▶ Zitierter Text:
※

Diverse Mode- und Lifestyle-Texte haben es aber schon in sich. All die genialen Pieces, die happy machen und updressen. Wir comitten uns und shapen unsere Reality und bitte keine Pressure. All die Opportunities und Challenges, all die Me-time und der maximale Flow. Oder besser Glow? Empowerment und Selfcare, und wenn das nicht hilft, hilft sicher ein Deep-Talk. Klar, wir rocken unser Leben! Da hört sich jeglicher deutsch sprechender Selbstrespekt schon auf. Oder?

※

▶ Ausgewählte Einträge:
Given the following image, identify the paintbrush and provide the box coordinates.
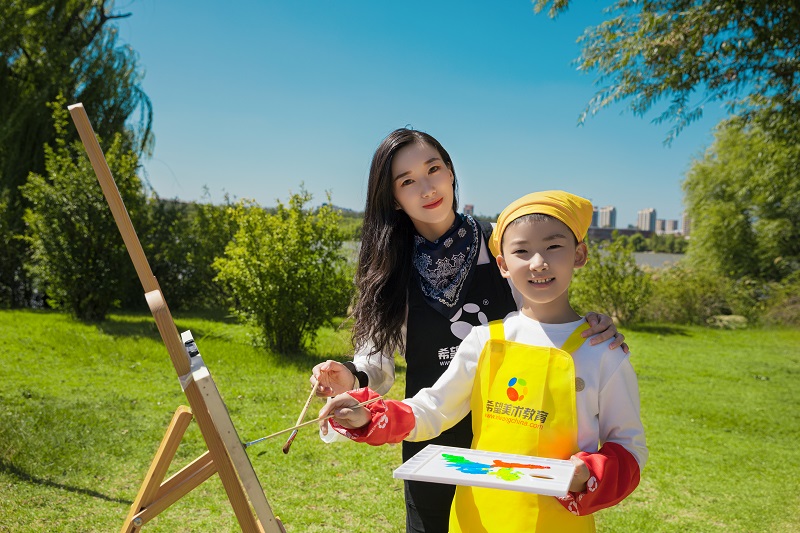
[243,396,383,448]
[283,382,317,453]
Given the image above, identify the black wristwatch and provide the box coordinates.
[342,361,369,389]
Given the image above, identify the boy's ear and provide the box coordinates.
[495,255,511,278]
[574,242,589,268]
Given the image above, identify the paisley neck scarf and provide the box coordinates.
[413,213,481,318]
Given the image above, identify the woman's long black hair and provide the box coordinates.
[352,128,458,355]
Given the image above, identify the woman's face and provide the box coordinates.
[392,143,455,241]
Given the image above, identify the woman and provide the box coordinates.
[313,128,627,533]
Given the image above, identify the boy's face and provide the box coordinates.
[497,218,587,306]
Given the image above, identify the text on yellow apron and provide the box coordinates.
[450,320,595,533]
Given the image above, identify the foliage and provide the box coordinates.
[763,271,800,327]
[186,193,238,309]
[533,0,800,142]
[0,0,152,307]
[0,311,800,533]
[570,241,650,324]
[640,262,764,325]
[214,189,353,353]
[683,120,800,280]
[22,97,144,320]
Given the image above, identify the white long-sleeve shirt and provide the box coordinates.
[403,312,648,469]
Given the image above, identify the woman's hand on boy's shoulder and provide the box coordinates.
[581,311,630,353]
[309,359,355,398]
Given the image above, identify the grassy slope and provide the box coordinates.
[0,311,800,532]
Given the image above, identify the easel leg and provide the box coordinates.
[122,405,192,533]
[184,381,264,533]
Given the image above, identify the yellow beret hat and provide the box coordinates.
[489,191,592,256]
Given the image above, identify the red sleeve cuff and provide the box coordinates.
[328,387,416,446]
[558,442,639,516]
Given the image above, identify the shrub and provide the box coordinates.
[570,241,650,324]
[214,188,353,354]
[21,99,145,320]
[764,270,800,327]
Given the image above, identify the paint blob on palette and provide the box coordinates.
[393,444,575,496]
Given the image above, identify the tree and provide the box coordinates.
[214,188,353,354]
[570,241,651,324]
[0,0,152,307]
[683,120,800,281]
[142,191,236,309]
[533,0,800,139]
[21,97,145,321]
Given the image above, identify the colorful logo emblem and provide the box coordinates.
[506,378,528,402]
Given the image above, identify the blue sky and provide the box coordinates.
[115,0,724,227]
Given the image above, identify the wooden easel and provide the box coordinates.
[68,104,285,533]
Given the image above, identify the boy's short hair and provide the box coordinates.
[489,191,592,256]
[500,213,581,246]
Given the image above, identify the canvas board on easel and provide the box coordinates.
[393,444,575,496]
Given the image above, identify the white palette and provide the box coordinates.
[393,444,575,496]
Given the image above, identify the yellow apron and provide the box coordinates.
[450,320,595,533]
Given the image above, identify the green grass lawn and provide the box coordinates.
[0,311,800,533]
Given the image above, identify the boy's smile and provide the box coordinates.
[497,217,587,324]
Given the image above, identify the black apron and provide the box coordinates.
[403,222,517,533]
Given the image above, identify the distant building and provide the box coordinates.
[664,220,678,235]
[681,211,692,237]
[597,205,617,228]
[636,207,656,233]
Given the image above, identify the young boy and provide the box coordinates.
[320,191,647,533]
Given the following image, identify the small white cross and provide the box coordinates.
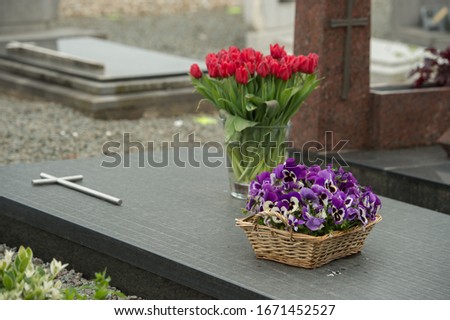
[31,172,122,206]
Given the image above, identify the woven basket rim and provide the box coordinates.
[236,214,383,242]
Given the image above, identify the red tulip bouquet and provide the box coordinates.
[190,44,319,196]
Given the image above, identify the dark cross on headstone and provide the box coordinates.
[330,0,369,100]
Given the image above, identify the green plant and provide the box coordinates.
[0,246,124,300]
[190,44,319,184]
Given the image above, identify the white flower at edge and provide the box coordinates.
[4,250,14,267]
[50,259,69,277]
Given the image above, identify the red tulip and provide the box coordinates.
[235,66,248,84]
[276,64,292,81]
[256,60,270,78]
[190,63,203,79]
[270,43,287,59]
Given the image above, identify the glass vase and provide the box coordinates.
[225,124,290,199]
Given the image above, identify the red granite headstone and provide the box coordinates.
[291,0,371,151]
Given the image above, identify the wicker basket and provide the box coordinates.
[236,213,382,269]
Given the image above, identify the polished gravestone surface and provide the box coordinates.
[0,37,208,119]
[0,152,450,299]
[342,146,450,214]
[1,37,199,81]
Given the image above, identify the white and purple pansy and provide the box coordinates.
[246,159,381,235]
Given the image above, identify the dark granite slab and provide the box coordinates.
[342,146,450,214]
[0,154,450,299]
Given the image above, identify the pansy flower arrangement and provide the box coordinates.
[245,159,381,236]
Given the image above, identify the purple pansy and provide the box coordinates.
[246,159,381,235]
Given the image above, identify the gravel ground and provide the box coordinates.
[0,5,245,299]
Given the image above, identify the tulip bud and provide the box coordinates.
[270,43,287,59]
[190,63,203,79]
[235,66,248,84]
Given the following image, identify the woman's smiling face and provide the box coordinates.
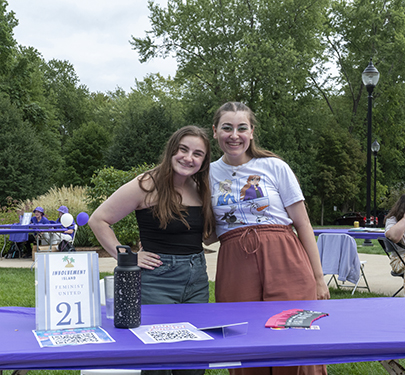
[213,111,253,165]
[172,135,207,177]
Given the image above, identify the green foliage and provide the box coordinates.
[0,0,18,76]
[88,164,154,246]
[107,100,178,170]
[0,94,50,205]
[61,121,110,186]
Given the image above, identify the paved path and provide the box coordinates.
[0,244,404,297]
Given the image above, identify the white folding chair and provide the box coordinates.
[317,233,370,294]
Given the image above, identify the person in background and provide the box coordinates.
[205,102,329,375]
[89,126,215,375]
[385,194,405,282]
[52,206,75,244]
[28,206,49,248]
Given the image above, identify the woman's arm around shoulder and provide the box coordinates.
[286,201,330,299]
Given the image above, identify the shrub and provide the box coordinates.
[17,185,88,220]
[87,164,154,250]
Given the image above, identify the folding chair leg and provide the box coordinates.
[326,275,340,289]
[393,285,404,297]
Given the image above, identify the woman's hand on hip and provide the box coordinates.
[138,250,163,270]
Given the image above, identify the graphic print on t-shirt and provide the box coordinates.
[213,174,274,229]
[240,175,264,201]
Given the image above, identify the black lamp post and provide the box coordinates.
[361,59,380,246]
[371,140,380,228]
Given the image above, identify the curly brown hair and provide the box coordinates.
[139,125,215,238]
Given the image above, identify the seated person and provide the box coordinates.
[52,206,75,244]
[28,206,50,245]
[385,194,405,280]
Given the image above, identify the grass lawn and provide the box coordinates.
[0,268,398,375]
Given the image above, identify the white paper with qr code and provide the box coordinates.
[131,323,213,344]
[32,327,115,348]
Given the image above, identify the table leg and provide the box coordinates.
[0,234,7,258]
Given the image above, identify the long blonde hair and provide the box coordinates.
[139,125,215,238]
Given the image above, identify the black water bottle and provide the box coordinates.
[114,246,141,328]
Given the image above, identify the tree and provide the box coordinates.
[106,104,180,170]
[131,0,328,110]
[314,126,365,225]
[322,0,405,192]
[0,0,18,77]
[63,122,110,186]
[43,59,90,142]
[0,95,50,205]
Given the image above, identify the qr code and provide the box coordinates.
[147,329,198,342]
[49,332,99,346]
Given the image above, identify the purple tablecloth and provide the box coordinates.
[314,229,385,240]
[0,298,405,369]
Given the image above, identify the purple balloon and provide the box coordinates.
[76,212,89,226]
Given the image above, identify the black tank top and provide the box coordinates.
[135,206,204,255]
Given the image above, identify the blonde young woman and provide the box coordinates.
[89,126,215,375]
[206,102,329,375]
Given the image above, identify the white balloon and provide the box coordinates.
[60,214,73,228]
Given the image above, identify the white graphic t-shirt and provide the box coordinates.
[210,158,304,237]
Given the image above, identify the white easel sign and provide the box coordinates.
[35,252,101,331]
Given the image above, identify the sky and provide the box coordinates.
[7,0,177,93]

※

▶ Zu erledigen:
- a) Fasse den Textauszug über Mode- und Lifestyle-Texte in zwei Sätzen zusammen.
- b) Setze den Textauszug über Mode- und Lifestyle-Texte im gleichen Ton fort, beginnend nach seinem letzten Satz.

▶ Antworten zu Aufgaben:
- a) Der Textauszug über Mode- und Lifestyle-Texte reiht typische Wendungen solcher Texte aneinander, etwa geniale Pieces, die happy machen, Me-time, maximaler Flow, Empowerment, Selfcare und Deep-Talk. Zum Schluss stellt er die Frage, ob bei dieser Sprache nicht jeglicher deutsch sprechende Selbstrespekt aufhört.

- b)
Wikipedia sagt mir, dass der Wortschatz der deutschen Standardsprache ca. 75.000 Wörter umfasst, die Gesamtgröße des deutschen Wortschatzes wird je nach Quelle und Zählweise auf 300.000 bis 500.000 Wörter bzw. Lexeme geschätzt. Lexeme? Muss ich googlen. Also: „Syntaktische Wörter, die sich wesentliche Merkmale wie Grundbedeutung und Wortart teilen, werden zu einem Lexem zusammengefasst. Die verschiedenen Flexionsformen eines Verbs gehören zum selben Lexem: So sind singen, singt, singst Instanzen eines Lexems; singen und Sänger sind zwei Lexeme.“
Ich gehe davon aus, dass ein halbwegs gebildeter Deutscher einen beachtlichen Umfang des möglichen Wortschatzes ausschöpfen kann. In Österreich geht es schon etwas bergab, als Österreicherin weiß ich das aus eigener Erfahrung, und in Südtirol, das habe ich vor langem mal gelesen, bewegt sich der Durchschnittsdeutschsprechende anscheinend mit gut 1000 Wörtern durchs Leben. Kann das wirklich stimmen? Im Alltag jedenfalls lässt sich beobachten, dass statt schön, lieblich, gut, fein, toll, wunderschön, anmutig, gesellig, phantastisch, hübsch, wohlig, angenehm, ausgezeichnet, brillant, gelungen, gefällt mir, prima, fabelhaft, finde ich gut, hervorragend, wunderbar, cool, beeindruckend, ein „geil“ oder ein „brutal geil“ meist vollkommen ausreicht.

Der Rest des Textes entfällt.